Data shown:
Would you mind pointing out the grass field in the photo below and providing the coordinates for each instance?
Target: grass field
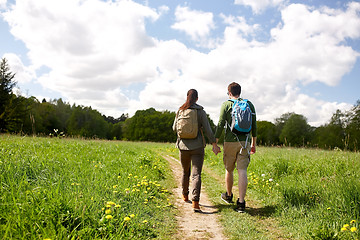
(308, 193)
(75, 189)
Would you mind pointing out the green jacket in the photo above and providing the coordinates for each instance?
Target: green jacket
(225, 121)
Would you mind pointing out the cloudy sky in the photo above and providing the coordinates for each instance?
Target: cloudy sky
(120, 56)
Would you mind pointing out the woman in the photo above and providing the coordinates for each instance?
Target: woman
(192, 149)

--

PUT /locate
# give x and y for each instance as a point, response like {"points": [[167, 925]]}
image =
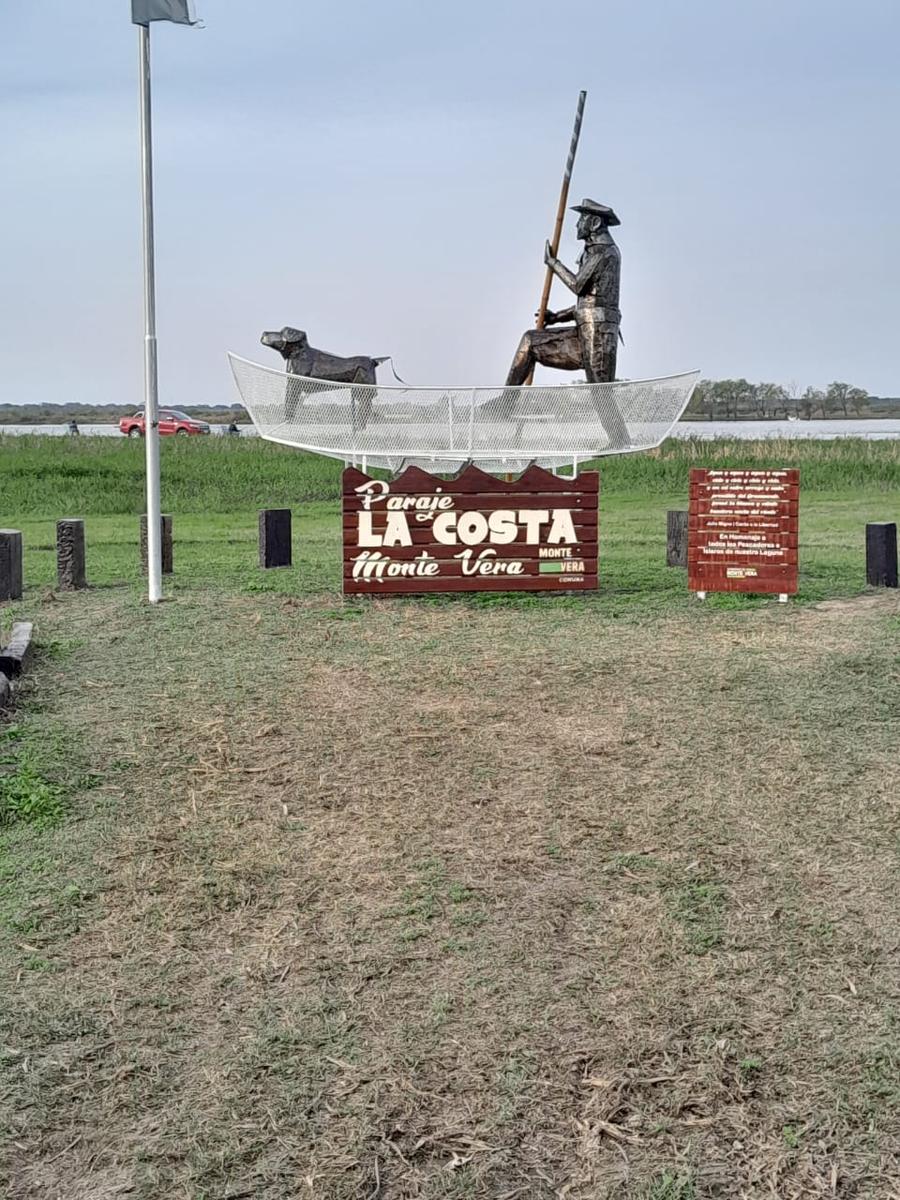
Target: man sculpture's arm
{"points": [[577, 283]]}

Problem: Working down the entries above, count each line in which "coordinates" occurs, and state only the resulting number.

Solution for this problem: 4